Provided data:
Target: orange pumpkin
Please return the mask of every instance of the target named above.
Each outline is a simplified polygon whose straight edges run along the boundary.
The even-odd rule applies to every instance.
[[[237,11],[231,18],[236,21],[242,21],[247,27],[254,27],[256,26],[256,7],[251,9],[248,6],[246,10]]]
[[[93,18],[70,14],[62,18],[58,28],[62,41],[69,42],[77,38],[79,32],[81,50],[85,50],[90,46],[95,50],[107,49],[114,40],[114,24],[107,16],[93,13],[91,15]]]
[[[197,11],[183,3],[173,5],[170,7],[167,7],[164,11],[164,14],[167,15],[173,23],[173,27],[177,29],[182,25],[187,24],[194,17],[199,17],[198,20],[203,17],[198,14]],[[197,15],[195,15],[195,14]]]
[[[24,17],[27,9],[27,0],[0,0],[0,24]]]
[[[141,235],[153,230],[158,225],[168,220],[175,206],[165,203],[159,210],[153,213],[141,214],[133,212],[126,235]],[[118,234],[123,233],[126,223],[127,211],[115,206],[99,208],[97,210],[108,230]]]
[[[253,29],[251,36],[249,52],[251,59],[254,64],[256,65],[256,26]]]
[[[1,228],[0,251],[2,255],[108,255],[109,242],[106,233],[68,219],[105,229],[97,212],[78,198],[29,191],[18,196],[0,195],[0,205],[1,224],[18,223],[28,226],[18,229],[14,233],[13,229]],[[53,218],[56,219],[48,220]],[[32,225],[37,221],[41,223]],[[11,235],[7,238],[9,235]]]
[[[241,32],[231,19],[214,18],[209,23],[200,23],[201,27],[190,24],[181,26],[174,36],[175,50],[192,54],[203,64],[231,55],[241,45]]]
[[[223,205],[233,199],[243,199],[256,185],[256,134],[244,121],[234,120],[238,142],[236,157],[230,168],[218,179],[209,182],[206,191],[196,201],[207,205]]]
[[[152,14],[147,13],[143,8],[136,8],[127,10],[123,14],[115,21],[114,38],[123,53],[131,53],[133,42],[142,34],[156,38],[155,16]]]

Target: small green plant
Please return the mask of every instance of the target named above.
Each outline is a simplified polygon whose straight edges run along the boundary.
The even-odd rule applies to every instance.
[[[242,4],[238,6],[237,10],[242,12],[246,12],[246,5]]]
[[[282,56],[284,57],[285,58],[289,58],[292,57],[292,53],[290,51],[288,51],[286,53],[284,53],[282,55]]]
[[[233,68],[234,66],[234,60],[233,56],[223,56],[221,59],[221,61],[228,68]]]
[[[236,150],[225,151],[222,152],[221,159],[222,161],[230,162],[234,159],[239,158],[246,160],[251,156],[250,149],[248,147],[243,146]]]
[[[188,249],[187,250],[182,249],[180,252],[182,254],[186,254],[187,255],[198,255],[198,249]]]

Required work: Reproduce the records verbatim from the line with "Target: small green plant" up to and including the last line of the records.

Solution to this exercise:
Target: small green plant
Please return the mask of every instance of the target named above.
Each outline is a simplified polygon whose straight edges run along the boundary.
The even-odd rule applies to every instance.
[[[242,4],[238,6],[237,10],[242,12],[246,12],[246,5]]]
[[[282,56],[284,57],[285,58],[289,58],[292,57],[292,53],[290,51],[288,51],[286,53],[284,53],[282,55]]]
[[[233,68],[234,66],[234,60],[233,56],[223,56],[221,59],[221,61],[228,68]]]
[[[236,150],[225,151],[222,152],[221,159],[222,161],[230,162],[234,159],[239,158],[246,160],[251,156],[250,149],[248,147],[243,146]]]
[[[188,249],[187,250],[182,249],[180,252],[182,254],[186,254],[187,255],[198,255],[198,249]]]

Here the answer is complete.